Re: Associations in RDF from MDaconta@aol.com on 2002-07-19 (www-rdf-interest@w3.org from July 2002)

From: <MDaconta@aol.com>
Date: Fri, 19 Jul 2002 15:17:29 EDT
To: decoy@iki.fi
CC: www-rdf-interest@w3.org
Message-ID: <22.2bdb9569.2a69bfc9@aol.com>
Hi Decoy,

In a message dated 7/19/02 5:12:15 AM US Mountain Standard Time, decoy@iki.fi 
writes:
> >The relation itself is not part-of or subordinate to either entity.
>  
>  Quite. But you neglect the fact that in the RDF world, that's always the
>  case. If you view RDF through the triple model, you'll see that everything
>  is a relation. There is no subordination in the sense you're talking about
>  in RDF. RDFS and DAML do model classes the way you describe, but if this
>  is a problem, a higher level modelling vocabulary, including explicit
>  association types, will likely be used as the primary format, and
>  RDFS/DAML produced from that automatically.

TO DO ::
(1) From the RDF associations message above, give again the passage from "In a message" up to and including "from that automatically.".
(2) According to the RDF associations message, why is a relation in RDF never part of or subordinate to either entity? Answer in one to three sentences.

PROVIDED MATERIAL ::

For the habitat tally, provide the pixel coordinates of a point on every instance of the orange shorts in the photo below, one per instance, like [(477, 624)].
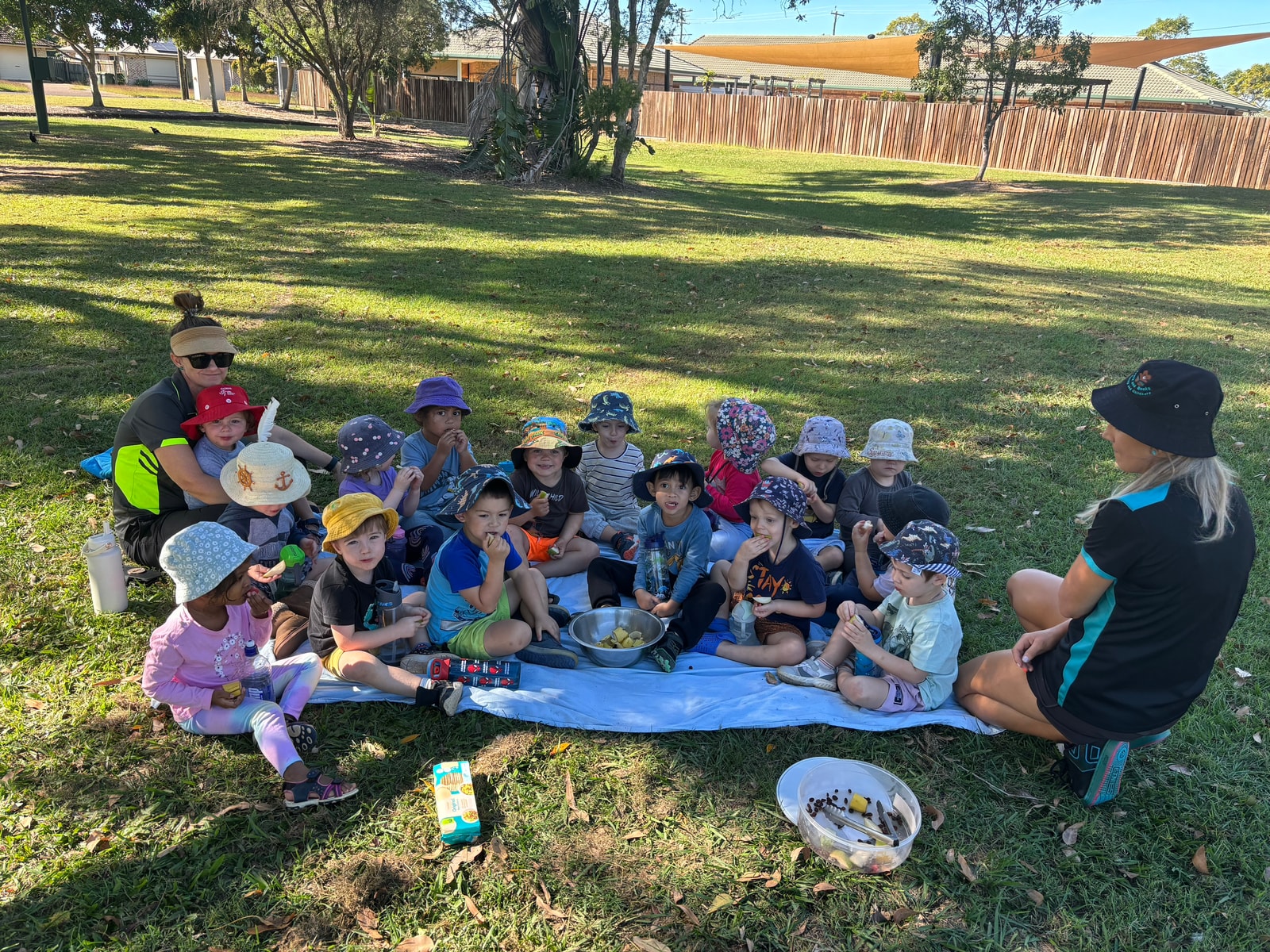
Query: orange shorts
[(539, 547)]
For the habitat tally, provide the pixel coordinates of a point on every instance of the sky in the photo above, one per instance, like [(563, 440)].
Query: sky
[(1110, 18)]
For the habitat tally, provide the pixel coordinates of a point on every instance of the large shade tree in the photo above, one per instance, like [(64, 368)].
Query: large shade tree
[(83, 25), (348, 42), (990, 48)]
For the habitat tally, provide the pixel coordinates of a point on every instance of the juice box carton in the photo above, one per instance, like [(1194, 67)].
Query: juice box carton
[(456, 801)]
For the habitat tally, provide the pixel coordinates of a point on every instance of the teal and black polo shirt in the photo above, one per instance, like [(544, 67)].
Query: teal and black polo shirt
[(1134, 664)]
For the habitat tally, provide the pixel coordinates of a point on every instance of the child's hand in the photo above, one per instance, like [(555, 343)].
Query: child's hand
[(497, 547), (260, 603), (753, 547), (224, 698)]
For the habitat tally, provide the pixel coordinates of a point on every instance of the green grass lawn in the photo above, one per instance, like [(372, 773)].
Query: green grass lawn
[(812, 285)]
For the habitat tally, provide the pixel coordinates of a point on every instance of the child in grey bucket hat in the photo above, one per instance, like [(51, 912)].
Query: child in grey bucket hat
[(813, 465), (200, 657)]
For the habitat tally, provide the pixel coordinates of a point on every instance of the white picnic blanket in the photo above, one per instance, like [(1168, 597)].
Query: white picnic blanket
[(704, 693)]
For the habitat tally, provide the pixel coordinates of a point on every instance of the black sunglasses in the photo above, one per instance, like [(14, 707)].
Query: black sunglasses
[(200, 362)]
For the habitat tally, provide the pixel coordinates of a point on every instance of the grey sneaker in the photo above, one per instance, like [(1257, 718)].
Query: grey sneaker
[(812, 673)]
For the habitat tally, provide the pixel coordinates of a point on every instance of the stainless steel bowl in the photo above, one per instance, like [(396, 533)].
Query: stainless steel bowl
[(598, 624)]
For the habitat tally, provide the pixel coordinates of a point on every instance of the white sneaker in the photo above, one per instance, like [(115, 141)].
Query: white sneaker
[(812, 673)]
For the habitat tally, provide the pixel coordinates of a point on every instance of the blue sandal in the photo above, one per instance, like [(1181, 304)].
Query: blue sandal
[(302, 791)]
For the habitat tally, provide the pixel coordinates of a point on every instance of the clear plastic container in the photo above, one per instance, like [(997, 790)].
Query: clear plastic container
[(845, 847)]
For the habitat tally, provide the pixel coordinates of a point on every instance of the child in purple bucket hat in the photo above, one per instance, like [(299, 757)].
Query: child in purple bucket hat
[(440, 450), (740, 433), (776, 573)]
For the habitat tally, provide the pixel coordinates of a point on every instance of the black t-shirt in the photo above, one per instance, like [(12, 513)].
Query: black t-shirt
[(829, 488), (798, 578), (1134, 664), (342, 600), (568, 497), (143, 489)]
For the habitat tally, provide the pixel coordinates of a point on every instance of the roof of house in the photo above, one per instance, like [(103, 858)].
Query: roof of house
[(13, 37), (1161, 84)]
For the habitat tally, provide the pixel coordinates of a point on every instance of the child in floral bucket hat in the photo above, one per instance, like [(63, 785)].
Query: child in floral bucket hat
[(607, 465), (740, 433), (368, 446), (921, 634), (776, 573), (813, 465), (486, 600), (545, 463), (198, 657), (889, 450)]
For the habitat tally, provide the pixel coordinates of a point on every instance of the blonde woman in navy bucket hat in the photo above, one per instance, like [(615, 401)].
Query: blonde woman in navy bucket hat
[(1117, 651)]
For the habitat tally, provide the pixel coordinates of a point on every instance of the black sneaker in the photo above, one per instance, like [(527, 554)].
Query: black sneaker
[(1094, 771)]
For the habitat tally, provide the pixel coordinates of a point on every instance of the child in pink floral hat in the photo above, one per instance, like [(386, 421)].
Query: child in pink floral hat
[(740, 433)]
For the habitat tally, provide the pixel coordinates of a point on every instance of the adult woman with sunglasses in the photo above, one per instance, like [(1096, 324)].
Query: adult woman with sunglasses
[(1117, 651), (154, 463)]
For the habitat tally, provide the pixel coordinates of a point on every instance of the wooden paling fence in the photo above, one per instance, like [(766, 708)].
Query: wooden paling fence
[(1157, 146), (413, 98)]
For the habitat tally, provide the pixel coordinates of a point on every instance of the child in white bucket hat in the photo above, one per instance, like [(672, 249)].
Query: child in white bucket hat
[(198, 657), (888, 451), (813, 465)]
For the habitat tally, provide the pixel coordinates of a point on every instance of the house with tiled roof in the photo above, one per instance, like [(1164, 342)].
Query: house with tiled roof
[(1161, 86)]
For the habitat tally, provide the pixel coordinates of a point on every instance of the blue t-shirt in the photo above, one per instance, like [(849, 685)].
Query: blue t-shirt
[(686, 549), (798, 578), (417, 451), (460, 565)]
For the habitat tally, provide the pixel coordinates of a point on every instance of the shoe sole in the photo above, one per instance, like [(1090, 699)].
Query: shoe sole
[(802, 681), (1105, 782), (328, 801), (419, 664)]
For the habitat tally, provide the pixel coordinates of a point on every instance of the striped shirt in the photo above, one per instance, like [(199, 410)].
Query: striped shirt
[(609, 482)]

RESULTS ::
(1)
In a message dated 7/19/02 5:12:15 AM US Mountain Standard Time, decoy@iki.fi 
writes:
> >The relation itself is not part-of or subordinate to either entity.
>  
>  Quite. But you neglect the fact that in the RDF world, that's always the
>  case. If you view RDF through the triple model, you'll see that everything
>  is a relation. There is no subordination in the sense you're talking about
>  in RDF. RDFS and DAML do model classes the way you describe, but if this
>  is a problem, a higher level modelling vocabulary, including explicit
>  association types, will likely be used as the primary format, and
>  RDFS/DAML produced from that automatically.

(2) Viewed through the triple model, everything in RDF is a relation. Because of this, RDF has no subordination of the kind described.